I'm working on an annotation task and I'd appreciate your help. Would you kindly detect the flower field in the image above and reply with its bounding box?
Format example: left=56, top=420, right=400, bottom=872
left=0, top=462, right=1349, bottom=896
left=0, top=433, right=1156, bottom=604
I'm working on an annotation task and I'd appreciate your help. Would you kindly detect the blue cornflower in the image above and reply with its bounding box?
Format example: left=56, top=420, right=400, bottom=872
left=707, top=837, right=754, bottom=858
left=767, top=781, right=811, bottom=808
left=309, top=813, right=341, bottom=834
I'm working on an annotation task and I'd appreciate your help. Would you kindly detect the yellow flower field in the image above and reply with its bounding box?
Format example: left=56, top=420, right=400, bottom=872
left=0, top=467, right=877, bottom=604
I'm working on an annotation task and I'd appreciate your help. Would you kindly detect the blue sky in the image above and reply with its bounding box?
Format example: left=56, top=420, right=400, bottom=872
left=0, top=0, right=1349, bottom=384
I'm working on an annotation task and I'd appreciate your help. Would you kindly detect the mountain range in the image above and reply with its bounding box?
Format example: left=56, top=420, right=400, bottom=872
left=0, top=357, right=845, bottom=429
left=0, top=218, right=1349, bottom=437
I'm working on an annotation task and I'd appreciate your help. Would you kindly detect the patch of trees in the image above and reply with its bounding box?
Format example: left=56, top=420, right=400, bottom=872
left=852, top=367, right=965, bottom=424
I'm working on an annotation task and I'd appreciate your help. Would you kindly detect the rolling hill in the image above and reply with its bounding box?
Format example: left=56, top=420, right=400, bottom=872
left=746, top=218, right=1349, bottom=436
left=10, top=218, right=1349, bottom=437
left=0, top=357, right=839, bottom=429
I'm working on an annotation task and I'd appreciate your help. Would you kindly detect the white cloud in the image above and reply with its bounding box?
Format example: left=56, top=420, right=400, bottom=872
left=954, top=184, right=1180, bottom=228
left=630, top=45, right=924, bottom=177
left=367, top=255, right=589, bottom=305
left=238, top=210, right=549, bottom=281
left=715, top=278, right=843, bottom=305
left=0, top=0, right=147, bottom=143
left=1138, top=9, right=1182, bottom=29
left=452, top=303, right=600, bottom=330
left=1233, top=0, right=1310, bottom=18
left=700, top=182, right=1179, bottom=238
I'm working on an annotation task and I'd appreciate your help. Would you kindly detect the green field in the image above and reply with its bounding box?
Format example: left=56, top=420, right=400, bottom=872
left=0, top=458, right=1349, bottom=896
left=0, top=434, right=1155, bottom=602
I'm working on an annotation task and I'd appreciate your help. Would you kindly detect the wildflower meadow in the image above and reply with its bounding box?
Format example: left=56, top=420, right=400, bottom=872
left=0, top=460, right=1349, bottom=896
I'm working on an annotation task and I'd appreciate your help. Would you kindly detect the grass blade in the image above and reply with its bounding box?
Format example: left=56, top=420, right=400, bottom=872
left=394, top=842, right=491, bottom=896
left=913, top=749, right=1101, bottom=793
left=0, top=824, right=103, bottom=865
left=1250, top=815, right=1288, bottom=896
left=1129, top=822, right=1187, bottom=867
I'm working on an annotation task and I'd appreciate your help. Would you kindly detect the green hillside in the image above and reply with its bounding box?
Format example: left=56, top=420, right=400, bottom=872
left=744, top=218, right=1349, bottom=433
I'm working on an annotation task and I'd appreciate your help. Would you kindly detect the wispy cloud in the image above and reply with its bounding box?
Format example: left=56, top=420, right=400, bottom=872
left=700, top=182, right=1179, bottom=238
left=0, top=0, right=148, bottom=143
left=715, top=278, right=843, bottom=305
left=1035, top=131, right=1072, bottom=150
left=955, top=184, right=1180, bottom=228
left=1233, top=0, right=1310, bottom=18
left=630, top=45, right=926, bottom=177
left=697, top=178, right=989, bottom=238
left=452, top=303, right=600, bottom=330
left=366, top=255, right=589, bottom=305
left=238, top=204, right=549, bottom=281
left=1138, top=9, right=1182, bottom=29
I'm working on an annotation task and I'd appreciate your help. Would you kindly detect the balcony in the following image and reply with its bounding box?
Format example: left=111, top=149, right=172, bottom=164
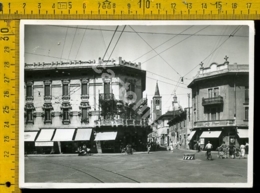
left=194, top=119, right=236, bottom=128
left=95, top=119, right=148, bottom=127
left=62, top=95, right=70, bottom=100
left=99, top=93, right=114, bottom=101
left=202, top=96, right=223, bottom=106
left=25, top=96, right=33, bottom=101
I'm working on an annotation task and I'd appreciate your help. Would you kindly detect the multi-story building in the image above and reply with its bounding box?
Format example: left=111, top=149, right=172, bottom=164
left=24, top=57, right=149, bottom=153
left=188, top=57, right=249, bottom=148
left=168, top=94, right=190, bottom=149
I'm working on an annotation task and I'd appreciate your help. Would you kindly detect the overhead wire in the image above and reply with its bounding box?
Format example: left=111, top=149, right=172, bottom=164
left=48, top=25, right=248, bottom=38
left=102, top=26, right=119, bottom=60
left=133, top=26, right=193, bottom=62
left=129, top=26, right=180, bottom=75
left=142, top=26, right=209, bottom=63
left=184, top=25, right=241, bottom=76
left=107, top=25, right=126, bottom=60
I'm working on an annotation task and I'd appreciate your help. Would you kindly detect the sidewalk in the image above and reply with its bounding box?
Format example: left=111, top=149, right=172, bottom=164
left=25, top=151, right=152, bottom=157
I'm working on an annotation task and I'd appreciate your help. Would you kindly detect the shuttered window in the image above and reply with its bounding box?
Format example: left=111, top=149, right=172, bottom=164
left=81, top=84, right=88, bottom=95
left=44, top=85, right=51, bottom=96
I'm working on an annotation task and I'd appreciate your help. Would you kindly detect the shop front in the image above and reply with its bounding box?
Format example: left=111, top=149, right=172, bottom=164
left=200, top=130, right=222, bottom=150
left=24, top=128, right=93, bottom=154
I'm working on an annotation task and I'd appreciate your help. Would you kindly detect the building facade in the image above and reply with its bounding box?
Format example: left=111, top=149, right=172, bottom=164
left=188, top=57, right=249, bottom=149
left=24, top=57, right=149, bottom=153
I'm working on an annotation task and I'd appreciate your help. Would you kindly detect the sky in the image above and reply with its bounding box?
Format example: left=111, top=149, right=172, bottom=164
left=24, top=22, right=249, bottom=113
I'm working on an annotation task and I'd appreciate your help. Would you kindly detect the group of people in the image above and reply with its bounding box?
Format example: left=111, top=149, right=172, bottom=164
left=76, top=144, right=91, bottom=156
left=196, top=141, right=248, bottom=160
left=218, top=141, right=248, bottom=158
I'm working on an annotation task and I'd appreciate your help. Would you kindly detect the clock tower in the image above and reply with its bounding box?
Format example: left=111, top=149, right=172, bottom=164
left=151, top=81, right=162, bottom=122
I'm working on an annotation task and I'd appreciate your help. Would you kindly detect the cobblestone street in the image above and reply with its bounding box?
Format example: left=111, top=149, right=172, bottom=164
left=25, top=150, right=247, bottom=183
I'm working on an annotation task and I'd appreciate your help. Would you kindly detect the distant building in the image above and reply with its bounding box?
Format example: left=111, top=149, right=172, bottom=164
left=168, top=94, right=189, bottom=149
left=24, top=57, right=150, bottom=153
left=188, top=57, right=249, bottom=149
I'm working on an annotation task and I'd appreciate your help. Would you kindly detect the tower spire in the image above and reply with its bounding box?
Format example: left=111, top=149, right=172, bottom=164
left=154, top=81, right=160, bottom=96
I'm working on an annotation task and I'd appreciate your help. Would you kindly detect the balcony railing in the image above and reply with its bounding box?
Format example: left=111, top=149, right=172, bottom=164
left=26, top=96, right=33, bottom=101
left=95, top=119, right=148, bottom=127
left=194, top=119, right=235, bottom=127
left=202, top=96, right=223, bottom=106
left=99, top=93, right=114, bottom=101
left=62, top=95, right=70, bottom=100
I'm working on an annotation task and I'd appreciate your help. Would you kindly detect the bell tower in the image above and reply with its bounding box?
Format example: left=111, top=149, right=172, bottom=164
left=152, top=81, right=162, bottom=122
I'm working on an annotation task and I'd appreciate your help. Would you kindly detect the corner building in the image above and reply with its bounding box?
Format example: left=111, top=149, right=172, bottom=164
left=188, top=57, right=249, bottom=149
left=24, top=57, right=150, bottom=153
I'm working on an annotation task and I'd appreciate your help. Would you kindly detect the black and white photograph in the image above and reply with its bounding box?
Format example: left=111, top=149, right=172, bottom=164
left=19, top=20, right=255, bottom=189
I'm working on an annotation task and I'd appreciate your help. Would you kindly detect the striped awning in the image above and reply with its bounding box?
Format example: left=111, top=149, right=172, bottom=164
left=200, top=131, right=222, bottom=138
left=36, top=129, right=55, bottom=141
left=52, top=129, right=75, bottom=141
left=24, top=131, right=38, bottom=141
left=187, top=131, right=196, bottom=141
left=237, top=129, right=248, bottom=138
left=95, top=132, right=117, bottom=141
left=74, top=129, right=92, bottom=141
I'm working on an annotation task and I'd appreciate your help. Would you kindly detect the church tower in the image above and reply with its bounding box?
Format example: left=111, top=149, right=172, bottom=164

******

THE TASK: Can you copy the rows verbatim, starting at the line containing "detect the yellow" and ending at the line containing "left=0, top=0, right=1349, bottom=384", including both of those lines?

TASK SOLUTION:
I'm working on an annotation task and I'd appreciate your help. Would you kindly detect the yellow flower field in the image above and reply with its bounding box?
Format example: left=56, top=420, right=400, bottom=872
left=0, top=467, right=877, bottom=604
I'm working on an annotation task and I'd appreciate your help. Would you kindly detect the blue sky in the image above and reply with its bounding box?
Format example: left=56, top=420, right=400, bottom=872
left=0, top=0, right=1349, bottom=384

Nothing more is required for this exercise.